• **WRITTEN PROBLEM**
Rewrite the rows below, substituting "pixel positions" for every "pixel coordinates" and leaving everything else unchanged.

Stored dataset rows:
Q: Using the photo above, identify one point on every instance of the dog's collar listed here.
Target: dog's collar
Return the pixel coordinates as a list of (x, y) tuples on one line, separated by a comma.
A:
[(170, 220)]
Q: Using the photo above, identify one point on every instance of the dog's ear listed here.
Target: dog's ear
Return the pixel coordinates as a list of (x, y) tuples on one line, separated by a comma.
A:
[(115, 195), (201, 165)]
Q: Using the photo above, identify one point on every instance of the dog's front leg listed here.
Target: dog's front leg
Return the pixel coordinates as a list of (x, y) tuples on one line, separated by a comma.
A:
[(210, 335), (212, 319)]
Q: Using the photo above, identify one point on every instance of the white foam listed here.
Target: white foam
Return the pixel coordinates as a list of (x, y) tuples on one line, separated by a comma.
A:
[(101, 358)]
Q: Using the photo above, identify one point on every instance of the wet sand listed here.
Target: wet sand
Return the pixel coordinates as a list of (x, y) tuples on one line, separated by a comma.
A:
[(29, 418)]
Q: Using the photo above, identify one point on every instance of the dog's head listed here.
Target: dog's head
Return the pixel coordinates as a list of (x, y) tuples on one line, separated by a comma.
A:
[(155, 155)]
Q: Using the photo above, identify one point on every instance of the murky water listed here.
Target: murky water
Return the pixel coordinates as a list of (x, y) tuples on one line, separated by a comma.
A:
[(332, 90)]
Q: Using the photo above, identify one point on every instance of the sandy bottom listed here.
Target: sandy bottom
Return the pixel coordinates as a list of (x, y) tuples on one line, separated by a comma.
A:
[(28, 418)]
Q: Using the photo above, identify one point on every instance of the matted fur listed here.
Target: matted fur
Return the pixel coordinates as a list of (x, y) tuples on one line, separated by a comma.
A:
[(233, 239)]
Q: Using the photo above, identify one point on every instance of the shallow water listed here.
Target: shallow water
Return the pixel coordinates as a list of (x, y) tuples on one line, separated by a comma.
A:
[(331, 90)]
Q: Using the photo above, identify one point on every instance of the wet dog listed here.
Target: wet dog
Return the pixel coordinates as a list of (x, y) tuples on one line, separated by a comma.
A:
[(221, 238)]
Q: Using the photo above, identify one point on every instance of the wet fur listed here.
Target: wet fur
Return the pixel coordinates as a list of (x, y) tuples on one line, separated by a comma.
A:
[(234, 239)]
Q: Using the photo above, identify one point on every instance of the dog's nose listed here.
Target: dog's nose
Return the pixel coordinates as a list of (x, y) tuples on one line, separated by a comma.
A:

• **RESPONSE**
Q: Using the photo above, identify one point on every instance of the dog's collar listed here.
Target: dog's collar
Return the pixel positions as a list of (x, y) tuples on one line, separated by a comma.
A:
[(170, 220)]
Q: Using the photo above, identify one point on every instance of the dog's ear listed here.
Target: dog's ear
Return the pixel positions as a list of (x, y) tuples on one line, separated by a comma.
A:
[(115, 195), (201, 165)]
Q: Using the photo above, identify one point on every instance of the dog's front leg listed here.
Target: dog's front leg
Return the pixel positions as a list of (x, y) tuples on one line, separated by a comma.
A:
[(210, 335), (212, 319)]
Q: Using the photo above, identify one point on every instance of the white foam listed here.
Target: white foam
Return the pixel positions as a list of (x, y) tuples on one line, separated by a comma.
A:
[(101, 358)]
Q: Using the photo above, identify one point on every instance of the wet sand listed here.
Target: wet sand
Return the pixel positions as a list of (x, y) tuples on one line, separated by a comma.
A:
[(29, 418)]
Q: Using the photo above, identify one point on every instance of the dog's head listed here.
Target: dog's head
Return the pixel positions as a list of (x, y) tuples on one line, separated by a comma.
A:
[(155, 155)]
Q: Using the photo above, identify one point on every instance of the murky water listed here.
Target: murky water
Return the pixel positions as a list of (x, y) tuples on one line, separated by a comma.
A:
[(332, 90)]
Q: Using the photo above, identify one point on every instance of the sandy bottom listed here.
Target: sandy bottom
Return the pixel positions as a list of (x, y) tuples on one line, separated by a comma.
A:
[(28, 418)]
Q: Using the photo above, identify one point on every instance of the matted fur listed here.
Target: matted fur
Return the pixel positions as a list of (x, y) tuples on one line, separated by a comma.
A:
[(233, 239)]
Q: Using the photo above, identify one point on every instance of the shallow water listed here.
Target: shallow water
Return the pixel positions as a list of (x, y) tuples on one line, separated by a comma.
A:
[(331, 90)]
Q: Using the photo above, identify one point on every instance of the wet dog listed here.
Target: wet dog
Return the pixel positions as a list of (x, y) tuples on one line, separated by a comma.
A:
[(221, 238)]
Q: Using the photo above, identify one point on every instance of the wet fur listed here.
Target: wet fur
Return the pixel positions as a list of (x, y) tuples on one line, separated by a comma.
A:
[(234, 239)]
Q: Using the photo above, identify one point on every instance of the dog's nose listed here.
Target: dog's nose
Return the pixel positions as a list of (x, y) tuples on one line, separated by a comma.
A:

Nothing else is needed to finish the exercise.